Source material -
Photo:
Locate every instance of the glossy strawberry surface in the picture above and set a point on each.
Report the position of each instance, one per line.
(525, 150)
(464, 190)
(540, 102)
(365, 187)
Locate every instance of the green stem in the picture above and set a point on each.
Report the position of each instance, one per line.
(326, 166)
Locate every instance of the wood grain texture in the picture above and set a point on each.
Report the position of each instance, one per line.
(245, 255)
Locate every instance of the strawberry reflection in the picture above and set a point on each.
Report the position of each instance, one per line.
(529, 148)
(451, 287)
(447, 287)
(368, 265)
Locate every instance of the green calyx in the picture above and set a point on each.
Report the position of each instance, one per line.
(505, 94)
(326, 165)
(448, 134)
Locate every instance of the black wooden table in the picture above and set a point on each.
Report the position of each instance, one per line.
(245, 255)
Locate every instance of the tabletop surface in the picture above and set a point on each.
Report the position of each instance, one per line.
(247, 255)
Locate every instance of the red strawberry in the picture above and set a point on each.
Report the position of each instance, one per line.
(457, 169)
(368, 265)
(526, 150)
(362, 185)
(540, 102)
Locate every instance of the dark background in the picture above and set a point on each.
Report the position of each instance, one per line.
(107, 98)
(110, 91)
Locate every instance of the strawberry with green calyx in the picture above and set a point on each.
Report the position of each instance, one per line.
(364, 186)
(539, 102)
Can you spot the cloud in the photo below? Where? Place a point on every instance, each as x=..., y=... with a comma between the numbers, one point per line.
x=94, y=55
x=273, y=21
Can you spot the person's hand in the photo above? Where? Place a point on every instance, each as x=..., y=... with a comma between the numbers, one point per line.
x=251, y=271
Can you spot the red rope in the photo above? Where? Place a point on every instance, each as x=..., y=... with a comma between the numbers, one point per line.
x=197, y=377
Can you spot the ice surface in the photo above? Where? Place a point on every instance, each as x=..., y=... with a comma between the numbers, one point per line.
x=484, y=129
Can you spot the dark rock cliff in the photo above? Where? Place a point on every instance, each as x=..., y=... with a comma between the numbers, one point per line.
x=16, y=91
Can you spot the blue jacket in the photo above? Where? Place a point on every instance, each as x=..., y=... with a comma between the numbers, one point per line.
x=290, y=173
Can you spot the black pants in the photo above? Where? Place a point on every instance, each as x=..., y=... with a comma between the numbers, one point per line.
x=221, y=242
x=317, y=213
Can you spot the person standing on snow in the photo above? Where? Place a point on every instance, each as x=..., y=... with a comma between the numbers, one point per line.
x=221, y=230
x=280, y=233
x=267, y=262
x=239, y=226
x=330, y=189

Task directions - Copy out every line from the material above where the string "calyx" turns up.

Exercise response -
Locate every instance of the green calyx in the picture above and set a point on each.
Locate every instance of the strawberry with green calyx in the picture above and set a point on each.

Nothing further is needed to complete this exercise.